Hi there, friends. I had plans for a helpful post today, one about how it seems nearly impossible that our people need to eat three times a day and how insane that is. But then life happened.
Specifically, my Dad was driving along on his motorcycle and a deer ran out from a field and hit him. In broad daylight. Apparently the deer didn’t get the memo that deer have the twilight hours and we get the daytime? Come on deer. That’s just not cool.
Thankfully, Dad is going to be just fine. The deer… well let’s just say it’s in deer heaven. We don’t even know if it was a doe or a buck (and I totally asked my mom if it was a boe or a duck… it’s been a wild few days). Dad doesn’t remember and we haven’t asked the friend who was riding with him.
So, as you can imagine, we’ve been spending some time at the hospital over the past few days. Honestly, it’s been pretty awesome, all things considered. I know, I know, hospitals are big scary places with lions and tigers and bears. But you know, those lions and tigers and bears are there to help you, to heal you. After all, hospitals are the places miracles happen.

- [Raw data]:
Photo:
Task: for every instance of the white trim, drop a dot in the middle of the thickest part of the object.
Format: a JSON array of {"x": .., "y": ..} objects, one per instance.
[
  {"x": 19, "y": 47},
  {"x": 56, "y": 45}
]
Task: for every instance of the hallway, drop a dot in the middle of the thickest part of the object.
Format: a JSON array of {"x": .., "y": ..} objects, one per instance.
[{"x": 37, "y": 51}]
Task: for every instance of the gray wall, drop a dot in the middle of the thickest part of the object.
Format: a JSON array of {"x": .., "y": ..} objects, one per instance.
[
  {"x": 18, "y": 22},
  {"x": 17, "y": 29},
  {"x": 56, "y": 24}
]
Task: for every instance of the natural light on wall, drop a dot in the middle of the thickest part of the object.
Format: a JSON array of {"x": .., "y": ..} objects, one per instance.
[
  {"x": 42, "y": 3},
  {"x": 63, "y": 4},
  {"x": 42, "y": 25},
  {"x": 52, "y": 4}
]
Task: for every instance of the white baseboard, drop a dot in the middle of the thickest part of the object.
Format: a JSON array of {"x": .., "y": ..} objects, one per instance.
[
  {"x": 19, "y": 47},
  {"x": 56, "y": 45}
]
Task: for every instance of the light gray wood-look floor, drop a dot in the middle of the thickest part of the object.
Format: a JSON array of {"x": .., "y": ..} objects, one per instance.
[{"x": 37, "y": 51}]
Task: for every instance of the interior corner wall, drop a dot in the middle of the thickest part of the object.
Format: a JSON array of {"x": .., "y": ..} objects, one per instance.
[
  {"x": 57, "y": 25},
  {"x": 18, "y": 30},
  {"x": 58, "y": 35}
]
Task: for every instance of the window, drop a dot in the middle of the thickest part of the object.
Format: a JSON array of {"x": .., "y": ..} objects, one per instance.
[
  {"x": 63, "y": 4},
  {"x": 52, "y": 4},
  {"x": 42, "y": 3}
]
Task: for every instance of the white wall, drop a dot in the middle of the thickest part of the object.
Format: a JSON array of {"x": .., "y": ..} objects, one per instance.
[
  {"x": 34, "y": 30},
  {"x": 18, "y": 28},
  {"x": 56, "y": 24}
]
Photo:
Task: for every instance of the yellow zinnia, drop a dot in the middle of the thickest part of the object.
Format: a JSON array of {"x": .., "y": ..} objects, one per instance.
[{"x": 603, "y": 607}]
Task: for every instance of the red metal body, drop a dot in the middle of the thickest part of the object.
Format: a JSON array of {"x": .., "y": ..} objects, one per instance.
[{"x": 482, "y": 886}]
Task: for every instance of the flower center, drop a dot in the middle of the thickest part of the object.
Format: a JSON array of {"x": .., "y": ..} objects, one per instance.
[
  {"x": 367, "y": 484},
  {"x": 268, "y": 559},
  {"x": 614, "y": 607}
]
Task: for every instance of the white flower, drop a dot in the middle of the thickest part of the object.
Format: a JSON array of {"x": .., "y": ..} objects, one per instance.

- [What to work on]:
1. Print the passage from the post about the deer accident, starting at "Specifically, my Dad" and ending at "riding with him.".
2. Answer these questions from the post about the deer accident:
(a) What was Dad riding when the deer hit him?
(b) Who does not remember whether the deer was a doe or a buck?
(c) Where has the family been spending time over the past few days?
3. Go on with the post about the deer accident from where it stops.

- [Task-by-task outputs]:
1.
Specifically, my Dad was driving along on his motorcycle and a deer ran out from a field and hit him. In broad daylight. Apparently the deer didn’t get the memo that deer have the twilight hours and we get the daytime? Come on deer. That’s just not cool.
Thankfully, Dad is going to be just fine. The deer… well let’s just say it’s in deer heaven. We don’t even know if it was a doe or a buck (and I totally asked my mom if it was a boe or a duck… it’s been a wild few days). Dad doesn’t remember and we haven’t asked the friend who was riding with him.

2.
(a) A motorcycle.
(b) Dad.
(c) At the hospital.

3.
We’ve had some fiercely protective nurses who are gonna page all the doctors so we can know all the things. These mama bears have taken us in as their cubs and we have been grateful. What a gift it is to smile and be sweet and firm. What a gift it is to have strong, smart and extremely talented doctors show up quickly with information and sit at your bedside to talk you through what is going on because of those mama bears. No roaring necessary, just confidence and patience. What gifts they are.
And those doctors, they are everywhere. They are the lions of the hospital, the kings (and queens) of the jungle as it were. Those lions have gone to school for decades to learn how to care for us. They have completed medical school, residencies, fellowships, internships and continue to study and practice to improve their knowledge and skills. They have dedicated their lives to the service of others. They not only fix broken bodies and watch organs heal, they also comfort grumpy patients and tired and scared family members. What gifts they are.
That leaves the residents, trainees, medical students and fellows as the tigers. They are the ones prowling the hospital at all hours, learning all they can, caring for their first patients, caring for each other. They are the ones watching the lions, watching the bears, watching the patients. Then showing each other what they’ve learned, encouraging each other, applying their new skills. What gifts they are.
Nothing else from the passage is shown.